#### Vorliegender Text:
Rheinische Post Krefeld Kempen
Das missbrauchte Vertrauen
DÜSSELDORF Teenager machen ihr eigenes Ding. Sie probieren Stile, Hobbys, Haltungen aus, orientieren sich dabei an ihren Freunden – und sind denen, die das schon länger hinter sich haben, oft ein Rätsel. Dabei sind Jugendliche ja vor allem das: auf der Suche – nach Zielen, für die es sich zu leben lohnt, nach ihrem Platz in der Gesellschaft, nach sich selbst. Natürlich macht sie das auch verwundbar. Darum ist das Entsetzen groß, wenn Vertrauenspersonen wie Lehrer, Trainer oder jetzt ein Priester in einer katholischen Gemeinde in Kleve, junge Menschen bedrängen, ihr Vertrauen missbrauchen, nicht verstehen, was Nähe zu einem Jugendlichen vor allem verlangt: Gespür für die nötige Distanz.
Wenn es zu Missbrauch kommt – emotionaler oder sogar sexueller Grenzüberschreitung – rücken meist die Täter in den Blick. Das ist kein Zeichen mangelnder Empathie, sondern ein verständlicher Reflex: Menschen wollen wissen, warum in ihrer Mitte Schlimmes geschieht. Sie wollen begreifen, um verhindern zu können. Außerdem empfinden viele intuitiv, dass die Betroffenen Schutz benötigen. Doch führt die notwendige Zurückhaltung eben auch dazu, dass die Opferperspektive in öffentlichen Debatten zu kurz kommt. Dass nicht gefragt wird, welche Folgen emotionale Ausbeutung und tiefer Vertrauensverlust nach sich ziehen können. Und wie den Betroffenen zu helfen wäre.
„Missbrauch ist ein Machtgeschehen“, sagt Barbara Haslbeck, die sich seit Jahren mit Missbrauchsfällen in der katholischen Kirche beschäftigt, viele Betroffene begleitet hat und im Bistum München-Freising in der Weiterbildung von Seelsorgern arbeitet. Gerade Jugendliche seien gefährdet, von Erwachsenen in ein Abhängigkeitsverhältnis gedrängt zu werden. Wenn sie dann irgendwann spürten, dass die Beziehung zu einem Menschen, der ihnen ein Vorbild war, nicht mehr stimmt, dass sie instrumentalisiert werden, stürze sie das in Gefühle von Verwirrung und Scham. „Wenn sich ein Jugendlicher dann etwa seinen Eltern anvertraut, ist es entscheidend, dass sie die Empfindungen ihres Kindes ernstnehmen, nicht abwiegeln, nichts peinlich nennen, sondern sich hinter den Jugendlichen stellen“, sagt Haslbeck. Erst wenn Betroffene das Gefühl zurückgewinnen, dass sie selbst steuern können, was geschieht, dass sie die Deutungshoheit zurückbekommen, können sie beginnen, ihre Erfahrungen zu bearbeiten.

#### Datenteil:
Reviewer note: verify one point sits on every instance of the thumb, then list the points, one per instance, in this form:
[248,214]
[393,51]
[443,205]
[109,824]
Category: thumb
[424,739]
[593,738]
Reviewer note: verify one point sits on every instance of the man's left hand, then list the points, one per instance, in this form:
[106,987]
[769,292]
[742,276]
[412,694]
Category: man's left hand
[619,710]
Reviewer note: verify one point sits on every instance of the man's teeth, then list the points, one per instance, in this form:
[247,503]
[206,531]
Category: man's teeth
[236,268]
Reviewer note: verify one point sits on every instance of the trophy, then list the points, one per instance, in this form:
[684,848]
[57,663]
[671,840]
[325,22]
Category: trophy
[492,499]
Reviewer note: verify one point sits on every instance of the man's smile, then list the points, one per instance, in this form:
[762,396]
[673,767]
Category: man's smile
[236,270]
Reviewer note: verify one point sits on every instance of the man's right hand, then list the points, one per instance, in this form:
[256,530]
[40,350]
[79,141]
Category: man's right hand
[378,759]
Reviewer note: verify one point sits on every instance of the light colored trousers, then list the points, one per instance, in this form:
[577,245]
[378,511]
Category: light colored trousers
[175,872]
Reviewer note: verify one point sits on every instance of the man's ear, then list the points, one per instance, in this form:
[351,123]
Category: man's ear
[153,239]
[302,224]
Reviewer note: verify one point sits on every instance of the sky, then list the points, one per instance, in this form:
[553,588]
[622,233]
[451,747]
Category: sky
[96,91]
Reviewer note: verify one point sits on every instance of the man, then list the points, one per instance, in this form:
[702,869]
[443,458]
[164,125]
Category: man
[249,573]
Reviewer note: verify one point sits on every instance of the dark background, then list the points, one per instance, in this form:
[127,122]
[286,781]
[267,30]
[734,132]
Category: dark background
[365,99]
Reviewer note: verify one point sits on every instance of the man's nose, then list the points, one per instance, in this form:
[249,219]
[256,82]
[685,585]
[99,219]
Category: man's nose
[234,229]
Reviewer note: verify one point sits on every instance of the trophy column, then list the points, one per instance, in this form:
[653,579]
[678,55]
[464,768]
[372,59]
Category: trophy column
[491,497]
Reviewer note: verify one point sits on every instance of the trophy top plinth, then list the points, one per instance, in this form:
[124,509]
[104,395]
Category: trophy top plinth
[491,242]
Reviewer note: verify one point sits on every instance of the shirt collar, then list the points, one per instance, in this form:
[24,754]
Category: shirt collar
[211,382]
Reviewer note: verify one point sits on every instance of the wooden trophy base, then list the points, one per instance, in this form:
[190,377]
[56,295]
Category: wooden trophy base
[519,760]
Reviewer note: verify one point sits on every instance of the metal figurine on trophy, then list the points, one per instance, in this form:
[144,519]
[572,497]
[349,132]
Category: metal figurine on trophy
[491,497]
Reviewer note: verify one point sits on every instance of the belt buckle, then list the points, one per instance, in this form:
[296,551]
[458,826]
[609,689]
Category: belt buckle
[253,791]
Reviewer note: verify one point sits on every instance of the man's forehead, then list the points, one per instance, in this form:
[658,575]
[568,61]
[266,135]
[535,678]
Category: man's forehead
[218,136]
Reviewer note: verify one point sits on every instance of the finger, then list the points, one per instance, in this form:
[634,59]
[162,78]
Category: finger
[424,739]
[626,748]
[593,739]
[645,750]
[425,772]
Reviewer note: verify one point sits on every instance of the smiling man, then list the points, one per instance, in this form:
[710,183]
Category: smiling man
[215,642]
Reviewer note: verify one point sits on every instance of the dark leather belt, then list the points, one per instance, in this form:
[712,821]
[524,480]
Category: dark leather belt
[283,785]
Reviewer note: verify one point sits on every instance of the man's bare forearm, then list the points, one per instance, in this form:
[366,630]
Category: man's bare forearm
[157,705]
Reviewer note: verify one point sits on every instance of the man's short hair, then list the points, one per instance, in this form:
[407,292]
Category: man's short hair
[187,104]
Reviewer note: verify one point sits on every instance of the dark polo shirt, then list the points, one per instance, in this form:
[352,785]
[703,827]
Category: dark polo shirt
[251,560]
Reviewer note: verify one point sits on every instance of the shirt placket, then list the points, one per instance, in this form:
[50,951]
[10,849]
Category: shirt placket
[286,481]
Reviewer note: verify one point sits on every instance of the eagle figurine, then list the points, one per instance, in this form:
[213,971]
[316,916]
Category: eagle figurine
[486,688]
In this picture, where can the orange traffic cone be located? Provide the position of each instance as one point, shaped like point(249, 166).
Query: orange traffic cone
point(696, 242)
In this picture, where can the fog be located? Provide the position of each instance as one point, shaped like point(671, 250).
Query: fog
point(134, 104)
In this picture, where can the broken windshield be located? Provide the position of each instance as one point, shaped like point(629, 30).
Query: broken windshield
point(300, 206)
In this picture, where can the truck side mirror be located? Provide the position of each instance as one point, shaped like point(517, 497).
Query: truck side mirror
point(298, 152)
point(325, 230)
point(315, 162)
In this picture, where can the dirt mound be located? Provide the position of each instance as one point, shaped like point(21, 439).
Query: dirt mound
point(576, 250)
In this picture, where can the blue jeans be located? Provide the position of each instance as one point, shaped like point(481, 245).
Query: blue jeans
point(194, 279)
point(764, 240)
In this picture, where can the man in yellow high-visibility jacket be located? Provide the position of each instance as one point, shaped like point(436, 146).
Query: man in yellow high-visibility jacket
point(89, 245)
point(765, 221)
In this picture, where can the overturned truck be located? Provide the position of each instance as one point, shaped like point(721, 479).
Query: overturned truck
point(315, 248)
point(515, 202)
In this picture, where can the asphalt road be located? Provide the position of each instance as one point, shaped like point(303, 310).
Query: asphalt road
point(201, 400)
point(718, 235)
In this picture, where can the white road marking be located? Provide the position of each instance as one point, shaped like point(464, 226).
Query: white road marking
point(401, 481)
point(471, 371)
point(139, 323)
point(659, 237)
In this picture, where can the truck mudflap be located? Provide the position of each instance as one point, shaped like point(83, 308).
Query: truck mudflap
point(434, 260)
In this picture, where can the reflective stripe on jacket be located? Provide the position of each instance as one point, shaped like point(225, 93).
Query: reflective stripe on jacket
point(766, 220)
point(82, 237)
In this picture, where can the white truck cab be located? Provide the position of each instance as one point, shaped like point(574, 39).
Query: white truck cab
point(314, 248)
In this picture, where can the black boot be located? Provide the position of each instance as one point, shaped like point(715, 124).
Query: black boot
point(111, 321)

#### Bitte vervollständigen:
1. Schreib das Stück aus dem Text über missbrauchtes Vertrauen noch einmal ab, beginnend mit „Rheinische Post Krefeld“ und weiter bis „die nötige Distanz.“, und tausche dabei „Teenager“ gegen „Heranwachsende“ aus.
2. Schreib den Text über missbrauchtes Vertrauen bei Jugendlichen im Anschluss an seinen letzten Satz weiter.
Die Datensätze werden für die Aufgaben nicht gebraucht.

#### Antworten nacheinander:
1.
Rheinische Post Krefeld Kempen
Das missbrauchte Vertrauen
DÜSSELDORF Heranwachsende machen ihr eigenes Ding. Sie probieren Stile, Hobbys, Haltungen aus, orientieren sich dabei an ihren Freunden – und sind denen, die das schon länger hinter sich haben, oft ein Rätsel. Dabei sind Jugendliche ja vor allem das: auf der Suche – nach Zielen, für die es sich zu leben lohnt, nach ihrem Platz in der Gesellschaft, nach sich selbst. Natürlich macht sie das auch verwundbar. Darum ist das Entsetzen groß, wenn Vertrauenspersonen wie Lehrer, Trainer oder jetzt ein Priester in einer katholischen Gemeinde in Kleve, junge Menschen bedrängen, ihr Vertrauen missbrauchen, nicht verstehen, was Nähe zu einem Jugendlichen vor allem verlangt: Gespür für die nötige Distanz.

2.
Auch im weiteren Umfeld, etwa in einer Gemeinde oder einem Sportverein, ist Solidarität mit den Betroffenen von enormer Bedeutung. Tatsächlich sind sie aber oft genug mit Teilnahmslosigkeit konfrontiert oder werden gar als Nestbeschmutzer behandelt. „Es gibt viele Klischees über Missbrauchsopfer“, sagt Haslbeck, „meist gelten sie als total zerstört. Treten sie dann aber in die Öffentlichkeit und berichten souverän, was ihnen widerfahren ist, unterstellt man ihnen, dass sie nicht wirklich Opfer seien oder sich nur rächen wollten.“Darum sei es so wichtig, dass auch die betroffenen Institutionen mit Missbrauchsfällen offen umgingen, nach Fehlern im System suchten und die Opfer nicht zu Ausnahmephänomenen erklärten. Denn das mache sie zu Sonderlingen und kapsele sie zusätzlich ab.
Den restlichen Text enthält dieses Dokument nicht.